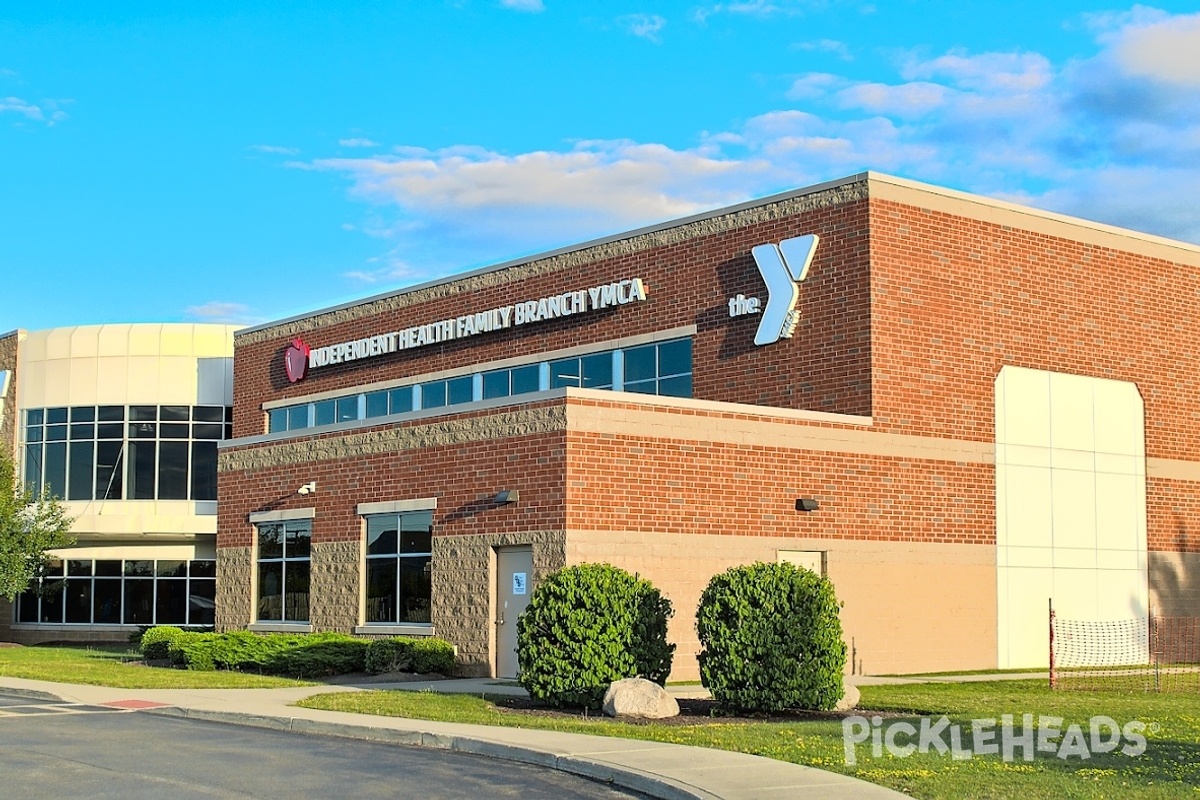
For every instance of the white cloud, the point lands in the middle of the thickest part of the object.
(274, 149)
(219, 312)
(523, 5)
(643, 25)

::::

## SHORT EXERCISE
Please rewrite these lines, swapping "white cloud" for "gray cloud" and changing nothing else. Leave the pictures out.

## RESULT OF THIS EXERCISE
For every instance of the gray cloud, the point lands in the middle of the thickest part of the object.
(274, 149)
(219, 312)
(523, 5)
(643, 25)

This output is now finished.